* STATED TASK
Locate every line in the records that contains the word "player" and copy each one. Case counts.

* RECORDED INFORMATION

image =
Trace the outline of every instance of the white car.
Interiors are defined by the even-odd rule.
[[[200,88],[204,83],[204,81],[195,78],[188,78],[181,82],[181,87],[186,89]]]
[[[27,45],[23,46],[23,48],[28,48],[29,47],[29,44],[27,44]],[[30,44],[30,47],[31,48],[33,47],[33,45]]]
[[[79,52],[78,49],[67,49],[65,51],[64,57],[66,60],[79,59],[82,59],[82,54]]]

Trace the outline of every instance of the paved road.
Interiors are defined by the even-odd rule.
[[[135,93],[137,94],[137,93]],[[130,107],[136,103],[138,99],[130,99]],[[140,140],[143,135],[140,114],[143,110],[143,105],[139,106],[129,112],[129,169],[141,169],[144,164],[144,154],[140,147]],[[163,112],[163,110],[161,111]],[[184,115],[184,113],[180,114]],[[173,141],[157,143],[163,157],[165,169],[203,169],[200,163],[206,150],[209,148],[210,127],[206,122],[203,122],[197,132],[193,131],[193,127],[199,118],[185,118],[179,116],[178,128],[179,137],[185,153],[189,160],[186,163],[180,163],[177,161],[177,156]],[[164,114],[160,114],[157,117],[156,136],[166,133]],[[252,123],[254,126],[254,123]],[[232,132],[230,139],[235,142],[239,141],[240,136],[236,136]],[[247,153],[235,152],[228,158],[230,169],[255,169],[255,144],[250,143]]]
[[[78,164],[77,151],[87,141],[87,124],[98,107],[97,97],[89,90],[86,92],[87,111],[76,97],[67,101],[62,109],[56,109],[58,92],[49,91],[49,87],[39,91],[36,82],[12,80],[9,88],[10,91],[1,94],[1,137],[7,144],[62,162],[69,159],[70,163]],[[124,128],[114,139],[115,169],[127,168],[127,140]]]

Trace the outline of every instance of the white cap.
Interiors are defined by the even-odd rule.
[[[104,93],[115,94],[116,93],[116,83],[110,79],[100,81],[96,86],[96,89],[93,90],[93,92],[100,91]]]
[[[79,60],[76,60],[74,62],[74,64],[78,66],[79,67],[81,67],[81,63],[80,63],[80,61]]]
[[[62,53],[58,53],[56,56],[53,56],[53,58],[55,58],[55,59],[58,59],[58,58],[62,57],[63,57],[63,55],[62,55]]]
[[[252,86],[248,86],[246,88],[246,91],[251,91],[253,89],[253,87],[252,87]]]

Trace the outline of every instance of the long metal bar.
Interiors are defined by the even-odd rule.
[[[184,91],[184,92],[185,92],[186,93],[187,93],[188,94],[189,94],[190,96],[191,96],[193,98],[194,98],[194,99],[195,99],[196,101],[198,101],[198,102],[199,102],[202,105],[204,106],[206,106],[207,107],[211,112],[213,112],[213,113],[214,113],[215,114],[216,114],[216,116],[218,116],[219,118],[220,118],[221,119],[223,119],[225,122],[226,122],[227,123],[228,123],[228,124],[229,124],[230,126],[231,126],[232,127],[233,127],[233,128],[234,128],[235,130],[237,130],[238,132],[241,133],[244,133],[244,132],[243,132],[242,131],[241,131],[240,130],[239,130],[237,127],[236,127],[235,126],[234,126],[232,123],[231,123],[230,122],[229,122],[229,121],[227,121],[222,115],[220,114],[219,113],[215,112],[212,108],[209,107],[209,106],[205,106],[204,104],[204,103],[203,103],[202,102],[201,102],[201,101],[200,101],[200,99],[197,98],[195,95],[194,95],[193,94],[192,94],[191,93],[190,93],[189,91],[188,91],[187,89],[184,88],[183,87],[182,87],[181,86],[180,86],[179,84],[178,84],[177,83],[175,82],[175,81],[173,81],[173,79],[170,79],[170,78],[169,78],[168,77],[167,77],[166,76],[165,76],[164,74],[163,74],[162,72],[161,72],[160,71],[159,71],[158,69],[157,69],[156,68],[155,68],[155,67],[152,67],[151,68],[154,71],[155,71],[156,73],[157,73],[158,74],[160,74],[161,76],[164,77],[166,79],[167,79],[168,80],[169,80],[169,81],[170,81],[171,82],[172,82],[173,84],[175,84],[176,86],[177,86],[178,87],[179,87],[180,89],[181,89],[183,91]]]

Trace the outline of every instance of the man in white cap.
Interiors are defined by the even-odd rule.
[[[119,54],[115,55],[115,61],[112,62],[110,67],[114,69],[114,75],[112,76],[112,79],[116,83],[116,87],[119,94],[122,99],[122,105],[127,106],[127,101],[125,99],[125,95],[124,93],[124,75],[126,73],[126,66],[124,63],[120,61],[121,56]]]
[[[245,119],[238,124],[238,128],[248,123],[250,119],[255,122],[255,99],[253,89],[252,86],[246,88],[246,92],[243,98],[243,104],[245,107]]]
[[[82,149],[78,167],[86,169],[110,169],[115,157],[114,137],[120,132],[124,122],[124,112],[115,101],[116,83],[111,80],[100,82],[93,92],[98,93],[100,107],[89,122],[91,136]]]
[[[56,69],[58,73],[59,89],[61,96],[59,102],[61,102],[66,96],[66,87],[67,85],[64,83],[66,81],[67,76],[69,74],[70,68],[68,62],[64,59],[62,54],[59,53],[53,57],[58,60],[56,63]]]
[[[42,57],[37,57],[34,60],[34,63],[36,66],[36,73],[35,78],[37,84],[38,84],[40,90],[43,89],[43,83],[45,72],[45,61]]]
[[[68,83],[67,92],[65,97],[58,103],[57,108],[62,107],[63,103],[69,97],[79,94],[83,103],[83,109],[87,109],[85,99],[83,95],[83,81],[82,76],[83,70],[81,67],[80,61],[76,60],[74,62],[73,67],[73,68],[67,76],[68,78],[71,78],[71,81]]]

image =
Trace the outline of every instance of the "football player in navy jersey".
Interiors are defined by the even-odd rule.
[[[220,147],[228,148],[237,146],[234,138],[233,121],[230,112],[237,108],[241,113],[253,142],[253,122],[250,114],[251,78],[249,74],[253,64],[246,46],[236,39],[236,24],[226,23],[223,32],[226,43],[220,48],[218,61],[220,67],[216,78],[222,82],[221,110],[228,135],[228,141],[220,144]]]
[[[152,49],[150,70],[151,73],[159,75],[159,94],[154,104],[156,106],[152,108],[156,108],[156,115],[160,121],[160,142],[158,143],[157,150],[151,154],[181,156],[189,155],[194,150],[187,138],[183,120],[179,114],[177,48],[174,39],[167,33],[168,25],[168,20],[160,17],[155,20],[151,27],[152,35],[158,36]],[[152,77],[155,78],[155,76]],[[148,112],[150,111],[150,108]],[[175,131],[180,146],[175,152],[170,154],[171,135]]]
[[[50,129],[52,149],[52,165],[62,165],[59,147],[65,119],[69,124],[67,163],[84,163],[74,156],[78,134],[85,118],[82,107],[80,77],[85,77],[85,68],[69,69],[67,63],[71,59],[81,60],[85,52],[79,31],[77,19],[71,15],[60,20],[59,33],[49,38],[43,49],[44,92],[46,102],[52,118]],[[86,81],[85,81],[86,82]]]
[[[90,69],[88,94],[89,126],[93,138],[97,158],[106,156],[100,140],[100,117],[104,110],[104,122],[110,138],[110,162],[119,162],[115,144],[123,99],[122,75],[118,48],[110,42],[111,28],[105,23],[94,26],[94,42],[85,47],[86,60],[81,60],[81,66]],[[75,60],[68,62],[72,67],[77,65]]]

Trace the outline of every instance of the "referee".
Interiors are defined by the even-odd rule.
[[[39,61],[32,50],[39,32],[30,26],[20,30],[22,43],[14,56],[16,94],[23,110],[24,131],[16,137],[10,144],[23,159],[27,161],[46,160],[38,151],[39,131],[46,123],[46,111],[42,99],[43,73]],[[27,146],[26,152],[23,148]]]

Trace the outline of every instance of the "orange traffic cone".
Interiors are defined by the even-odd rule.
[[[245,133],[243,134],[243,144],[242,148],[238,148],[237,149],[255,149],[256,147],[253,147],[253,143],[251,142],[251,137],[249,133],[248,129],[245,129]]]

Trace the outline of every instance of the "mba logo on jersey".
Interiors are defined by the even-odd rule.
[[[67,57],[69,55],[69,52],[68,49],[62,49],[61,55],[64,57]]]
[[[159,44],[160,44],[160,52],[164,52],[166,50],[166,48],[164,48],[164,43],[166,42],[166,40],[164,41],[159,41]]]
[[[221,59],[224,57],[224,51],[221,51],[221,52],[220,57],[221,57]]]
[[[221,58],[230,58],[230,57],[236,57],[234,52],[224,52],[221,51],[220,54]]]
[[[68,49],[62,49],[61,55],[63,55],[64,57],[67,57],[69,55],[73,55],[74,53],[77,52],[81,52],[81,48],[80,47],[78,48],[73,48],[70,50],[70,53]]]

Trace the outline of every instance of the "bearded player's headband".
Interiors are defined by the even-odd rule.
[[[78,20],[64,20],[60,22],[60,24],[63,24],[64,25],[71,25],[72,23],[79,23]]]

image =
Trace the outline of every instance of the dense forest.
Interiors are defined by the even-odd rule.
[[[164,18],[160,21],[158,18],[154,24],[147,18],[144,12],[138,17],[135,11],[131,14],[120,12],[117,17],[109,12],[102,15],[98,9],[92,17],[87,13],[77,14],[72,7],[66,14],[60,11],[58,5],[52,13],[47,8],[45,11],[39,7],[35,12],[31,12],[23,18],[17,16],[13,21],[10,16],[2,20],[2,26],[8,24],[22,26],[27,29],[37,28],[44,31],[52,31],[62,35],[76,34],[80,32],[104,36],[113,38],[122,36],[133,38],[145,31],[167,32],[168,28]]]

* EXPECTED ANSWER
Trace the outline of every instance of the "football player in navy jersey".
Trace the outline of every instance of the "bearded player's headband".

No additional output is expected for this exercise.